Which lines in the items below contain the string "shaft"? List every such line in full, counting only matches in the same case.
===== Dataset records
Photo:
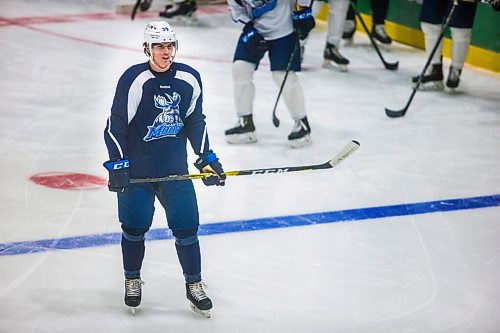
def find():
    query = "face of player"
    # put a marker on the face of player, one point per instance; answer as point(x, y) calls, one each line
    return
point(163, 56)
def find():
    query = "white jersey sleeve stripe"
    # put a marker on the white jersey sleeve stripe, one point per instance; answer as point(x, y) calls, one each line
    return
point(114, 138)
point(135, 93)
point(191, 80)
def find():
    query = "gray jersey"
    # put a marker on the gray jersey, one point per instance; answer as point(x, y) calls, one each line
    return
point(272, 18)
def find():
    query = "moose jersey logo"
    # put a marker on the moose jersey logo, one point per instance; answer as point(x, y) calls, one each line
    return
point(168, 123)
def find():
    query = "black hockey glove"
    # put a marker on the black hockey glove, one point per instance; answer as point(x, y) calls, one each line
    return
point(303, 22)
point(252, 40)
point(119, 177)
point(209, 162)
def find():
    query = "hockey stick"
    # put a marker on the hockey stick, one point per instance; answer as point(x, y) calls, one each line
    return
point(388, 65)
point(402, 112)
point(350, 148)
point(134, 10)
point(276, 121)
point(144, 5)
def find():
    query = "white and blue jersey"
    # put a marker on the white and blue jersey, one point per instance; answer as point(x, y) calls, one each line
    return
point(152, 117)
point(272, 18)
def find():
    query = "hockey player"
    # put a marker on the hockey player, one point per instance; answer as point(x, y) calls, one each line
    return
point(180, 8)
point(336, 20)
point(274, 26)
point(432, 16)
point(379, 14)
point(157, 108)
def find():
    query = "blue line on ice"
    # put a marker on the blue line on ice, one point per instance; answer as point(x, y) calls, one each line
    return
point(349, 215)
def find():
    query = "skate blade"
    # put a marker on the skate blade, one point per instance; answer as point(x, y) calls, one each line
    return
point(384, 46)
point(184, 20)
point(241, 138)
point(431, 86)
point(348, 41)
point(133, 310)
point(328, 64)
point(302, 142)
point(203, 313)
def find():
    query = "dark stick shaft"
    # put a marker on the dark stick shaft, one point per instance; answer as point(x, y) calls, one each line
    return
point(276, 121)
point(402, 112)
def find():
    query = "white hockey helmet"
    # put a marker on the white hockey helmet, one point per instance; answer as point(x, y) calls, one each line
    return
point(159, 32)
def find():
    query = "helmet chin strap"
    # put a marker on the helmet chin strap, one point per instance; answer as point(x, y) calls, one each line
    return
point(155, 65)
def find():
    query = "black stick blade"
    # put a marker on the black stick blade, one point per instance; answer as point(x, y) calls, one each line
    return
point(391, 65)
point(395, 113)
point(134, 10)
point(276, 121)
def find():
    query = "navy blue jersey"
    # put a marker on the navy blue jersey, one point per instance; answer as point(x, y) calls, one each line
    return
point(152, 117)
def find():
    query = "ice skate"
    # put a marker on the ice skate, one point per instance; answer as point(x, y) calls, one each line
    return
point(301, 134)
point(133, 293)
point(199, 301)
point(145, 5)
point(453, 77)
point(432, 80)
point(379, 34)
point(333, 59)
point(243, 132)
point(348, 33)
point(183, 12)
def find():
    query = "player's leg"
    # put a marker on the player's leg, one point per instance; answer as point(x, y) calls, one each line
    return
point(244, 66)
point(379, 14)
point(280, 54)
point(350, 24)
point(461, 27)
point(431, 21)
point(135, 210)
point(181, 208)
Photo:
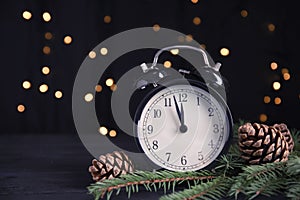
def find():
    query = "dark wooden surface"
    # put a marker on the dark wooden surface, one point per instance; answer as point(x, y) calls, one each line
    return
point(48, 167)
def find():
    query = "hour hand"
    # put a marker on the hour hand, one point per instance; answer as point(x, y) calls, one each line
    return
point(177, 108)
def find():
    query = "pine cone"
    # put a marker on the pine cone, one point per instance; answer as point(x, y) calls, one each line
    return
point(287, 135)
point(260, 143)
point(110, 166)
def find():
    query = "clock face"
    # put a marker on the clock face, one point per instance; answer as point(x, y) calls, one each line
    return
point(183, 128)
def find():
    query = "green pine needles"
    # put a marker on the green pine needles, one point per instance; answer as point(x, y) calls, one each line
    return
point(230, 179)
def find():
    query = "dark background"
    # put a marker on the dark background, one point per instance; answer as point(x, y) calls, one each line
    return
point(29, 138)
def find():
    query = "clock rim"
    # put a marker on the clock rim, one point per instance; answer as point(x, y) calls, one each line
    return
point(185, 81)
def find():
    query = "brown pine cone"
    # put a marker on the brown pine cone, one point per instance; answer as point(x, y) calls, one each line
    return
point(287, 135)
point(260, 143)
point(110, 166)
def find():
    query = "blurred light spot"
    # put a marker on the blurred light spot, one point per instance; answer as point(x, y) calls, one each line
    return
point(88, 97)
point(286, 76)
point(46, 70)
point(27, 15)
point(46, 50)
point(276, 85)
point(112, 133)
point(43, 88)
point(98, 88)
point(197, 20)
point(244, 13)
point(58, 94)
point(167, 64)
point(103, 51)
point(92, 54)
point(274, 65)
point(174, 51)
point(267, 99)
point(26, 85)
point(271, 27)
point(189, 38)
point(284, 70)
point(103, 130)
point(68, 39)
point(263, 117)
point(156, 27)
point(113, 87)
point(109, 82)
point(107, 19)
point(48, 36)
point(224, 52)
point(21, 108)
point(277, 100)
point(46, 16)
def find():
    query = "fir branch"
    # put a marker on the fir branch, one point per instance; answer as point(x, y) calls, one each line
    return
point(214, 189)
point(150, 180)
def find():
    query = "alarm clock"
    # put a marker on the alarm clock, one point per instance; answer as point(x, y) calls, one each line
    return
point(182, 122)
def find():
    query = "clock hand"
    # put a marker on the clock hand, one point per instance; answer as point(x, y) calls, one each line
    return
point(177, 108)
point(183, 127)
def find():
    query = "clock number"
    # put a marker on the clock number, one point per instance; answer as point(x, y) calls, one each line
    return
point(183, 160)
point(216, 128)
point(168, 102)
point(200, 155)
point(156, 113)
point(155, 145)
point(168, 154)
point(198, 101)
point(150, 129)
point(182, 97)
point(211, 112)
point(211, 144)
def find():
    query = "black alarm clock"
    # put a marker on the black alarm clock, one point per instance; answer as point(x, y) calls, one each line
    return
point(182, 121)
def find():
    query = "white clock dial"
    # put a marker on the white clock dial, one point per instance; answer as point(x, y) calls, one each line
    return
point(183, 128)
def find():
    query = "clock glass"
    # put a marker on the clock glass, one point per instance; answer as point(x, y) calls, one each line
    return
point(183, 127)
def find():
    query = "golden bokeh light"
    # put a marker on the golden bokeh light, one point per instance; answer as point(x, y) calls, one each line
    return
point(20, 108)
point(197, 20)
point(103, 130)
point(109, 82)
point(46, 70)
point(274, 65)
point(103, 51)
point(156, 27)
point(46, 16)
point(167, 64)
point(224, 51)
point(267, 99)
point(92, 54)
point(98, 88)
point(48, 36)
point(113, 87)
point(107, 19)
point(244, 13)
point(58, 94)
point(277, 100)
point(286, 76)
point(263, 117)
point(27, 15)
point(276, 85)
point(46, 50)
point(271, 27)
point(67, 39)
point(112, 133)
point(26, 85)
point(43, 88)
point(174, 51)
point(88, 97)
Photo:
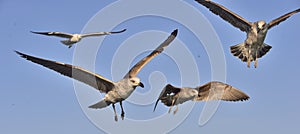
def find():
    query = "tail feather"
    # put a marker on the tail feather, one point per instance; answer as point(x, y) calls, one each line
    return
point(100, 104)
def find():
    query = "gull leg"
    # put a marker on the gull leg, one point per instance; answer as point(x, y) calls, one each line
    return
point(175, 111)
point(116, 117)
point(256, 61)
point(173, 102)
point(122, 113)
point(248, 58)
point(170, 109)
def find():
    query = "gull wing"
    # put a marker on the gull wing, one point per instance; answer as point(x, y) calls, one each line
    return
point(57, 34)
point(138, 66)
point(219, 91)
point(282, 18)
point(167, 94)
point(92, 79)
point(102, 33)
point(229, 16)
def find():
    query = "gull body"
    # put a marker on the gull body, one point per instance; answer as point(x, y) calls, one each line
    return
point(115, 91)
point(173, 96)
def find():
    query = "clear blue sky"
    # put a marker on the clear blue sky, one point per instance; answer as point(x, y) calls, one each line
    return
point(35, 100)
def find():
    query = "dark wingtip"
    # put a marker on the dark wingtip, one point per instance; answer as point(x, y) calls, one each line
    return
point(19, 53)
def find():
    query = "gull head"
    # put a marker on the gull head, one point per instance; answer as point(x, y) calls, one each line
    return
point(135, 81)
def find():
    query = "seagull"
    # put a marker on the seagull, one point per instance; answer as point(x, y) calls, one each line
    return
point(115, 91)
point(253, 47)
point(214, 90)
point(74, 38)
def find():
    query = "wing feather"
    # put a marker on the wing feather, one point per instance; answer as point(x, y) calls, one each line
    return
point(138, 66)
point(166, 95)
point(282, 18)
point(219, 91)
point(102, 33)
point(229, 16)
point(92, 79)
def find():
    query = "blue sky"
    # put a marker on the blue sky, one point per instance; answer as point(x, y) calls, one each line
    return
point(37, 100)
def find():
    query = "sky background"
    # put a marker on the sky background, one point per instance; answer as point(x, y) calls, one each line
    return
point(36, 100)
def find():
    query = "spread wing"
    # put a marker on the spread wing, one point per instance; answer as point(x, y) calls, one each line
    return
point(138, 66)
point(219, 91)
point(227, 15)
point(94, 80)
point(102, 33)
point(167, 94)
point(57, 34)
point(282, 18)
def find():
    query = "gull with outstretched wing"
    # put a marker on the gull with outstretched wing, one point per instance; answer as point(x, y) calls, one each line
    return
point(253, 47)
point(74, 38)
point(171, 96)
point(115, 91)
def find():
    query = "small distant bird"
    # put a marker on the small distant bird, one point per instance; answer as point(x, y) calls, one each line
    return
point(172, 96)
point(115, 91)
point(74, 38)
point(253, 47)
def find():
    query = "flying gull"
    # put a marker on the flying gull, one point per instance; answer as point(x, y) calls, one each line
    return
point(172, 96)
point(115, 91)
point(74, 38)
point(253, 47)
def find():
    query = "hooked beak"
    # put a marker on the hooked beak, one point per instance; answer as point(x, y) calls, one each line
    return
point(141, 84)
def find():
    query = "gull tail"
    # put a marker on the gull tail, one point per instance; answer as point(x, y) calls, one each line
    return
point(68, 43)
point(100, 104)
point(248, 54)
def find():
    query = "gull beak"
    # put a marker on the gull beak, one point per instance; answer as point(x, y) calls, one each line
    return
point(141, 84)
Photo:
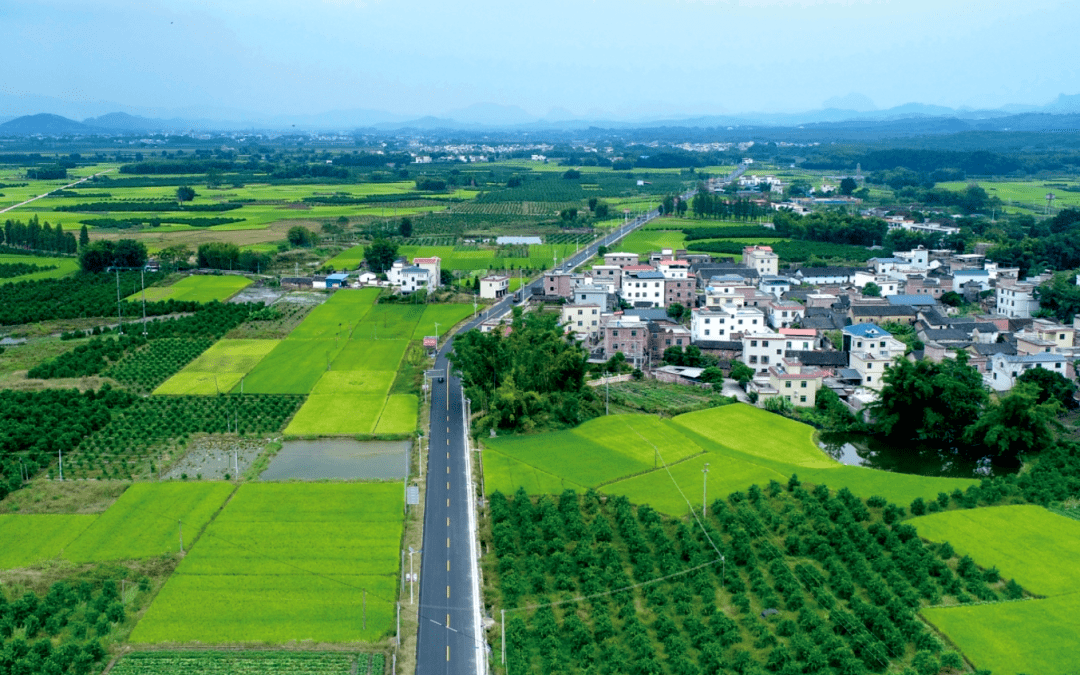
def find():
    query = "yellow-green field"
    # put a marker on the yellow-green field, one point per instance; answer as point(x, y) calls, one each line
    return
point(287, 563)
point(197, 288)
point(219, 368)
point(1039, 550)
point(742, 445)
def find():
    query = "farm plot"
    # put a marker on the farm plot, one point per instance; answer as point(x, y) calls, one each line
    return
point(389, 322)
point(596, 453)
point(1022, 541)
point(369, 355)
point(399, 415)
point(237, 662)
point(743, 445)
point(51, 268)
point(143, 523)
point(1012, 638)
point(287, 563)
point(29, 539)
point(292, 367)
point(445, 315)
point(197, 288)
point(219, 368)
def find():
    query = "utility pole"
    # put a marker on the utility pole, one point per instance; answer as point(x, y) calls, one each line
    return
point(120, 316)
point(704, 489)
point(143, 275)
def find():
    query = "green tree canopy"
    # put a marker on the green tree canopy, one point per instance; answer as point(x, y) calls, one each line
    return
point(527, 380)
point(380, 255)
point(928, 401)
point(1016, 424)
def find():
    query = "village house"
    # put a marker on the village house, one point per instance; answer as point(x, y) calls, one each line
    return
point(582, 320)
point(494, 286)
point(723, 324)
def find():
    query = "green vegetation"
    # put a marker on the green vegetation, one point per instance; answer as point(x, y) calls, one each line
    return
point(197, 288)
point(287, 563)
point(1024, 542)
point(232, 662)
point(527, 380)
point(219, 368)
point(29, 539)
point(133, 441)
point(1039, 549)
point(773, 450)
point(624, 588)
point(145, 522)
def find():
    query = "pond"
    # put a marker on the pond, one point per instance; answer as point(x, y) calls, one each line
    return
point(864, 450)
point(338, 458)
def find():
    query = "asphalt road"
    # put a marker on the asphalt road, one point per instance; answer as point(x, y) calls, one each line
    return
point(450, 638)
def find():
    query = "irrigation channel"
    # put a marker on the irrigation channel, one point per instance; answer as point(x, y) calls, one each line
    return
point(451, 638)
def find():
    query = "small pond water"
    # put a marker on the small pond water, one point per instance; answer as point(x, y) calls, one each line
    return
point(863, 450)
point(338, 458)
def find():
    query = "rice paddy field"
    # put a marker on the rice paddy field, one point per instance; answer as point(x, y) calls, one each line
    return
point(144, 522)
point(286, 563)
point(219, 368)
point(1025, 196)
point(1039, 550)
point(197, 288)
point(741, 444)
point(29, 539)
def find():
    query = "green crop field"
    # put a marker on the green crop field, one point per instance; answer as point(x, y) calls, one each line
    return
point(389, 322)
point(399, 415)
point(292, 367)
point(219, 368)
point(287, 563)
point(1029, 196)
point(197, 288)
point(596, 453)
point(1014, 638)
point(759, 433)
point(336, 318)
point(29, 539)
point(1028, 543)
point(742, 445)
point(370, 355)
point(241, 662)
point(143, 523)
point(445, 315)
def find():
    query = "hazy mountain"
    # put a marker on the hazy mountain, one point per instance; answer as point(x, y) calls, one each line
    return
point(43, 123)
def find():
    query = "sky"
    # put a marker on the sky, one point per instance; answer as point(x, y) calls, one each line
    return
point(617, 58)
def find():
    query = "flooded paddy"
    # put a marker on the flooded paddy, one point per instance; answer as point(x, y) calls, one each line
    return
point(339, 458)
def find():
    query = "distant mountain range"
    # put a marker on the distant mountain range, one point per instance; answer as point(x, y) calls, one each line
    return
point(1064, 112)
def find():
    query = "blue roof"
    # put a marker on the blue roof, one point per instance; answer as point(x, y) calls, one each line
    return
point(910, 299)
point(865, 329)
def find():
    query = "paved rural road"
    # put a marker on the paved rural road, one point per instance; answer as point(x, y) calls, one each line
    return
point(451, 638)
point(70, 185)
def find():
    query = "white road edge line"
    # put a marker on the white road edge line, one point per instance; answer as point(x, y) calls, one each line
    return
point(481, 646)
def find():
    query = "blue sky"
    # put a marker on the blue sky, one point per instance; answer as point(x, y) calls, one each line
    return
==========
**Task solution**
    query = "dark stick shaft"
    # put a marker on the dark stick shaft, one point per instance; answer as point(x, y) calls, one each line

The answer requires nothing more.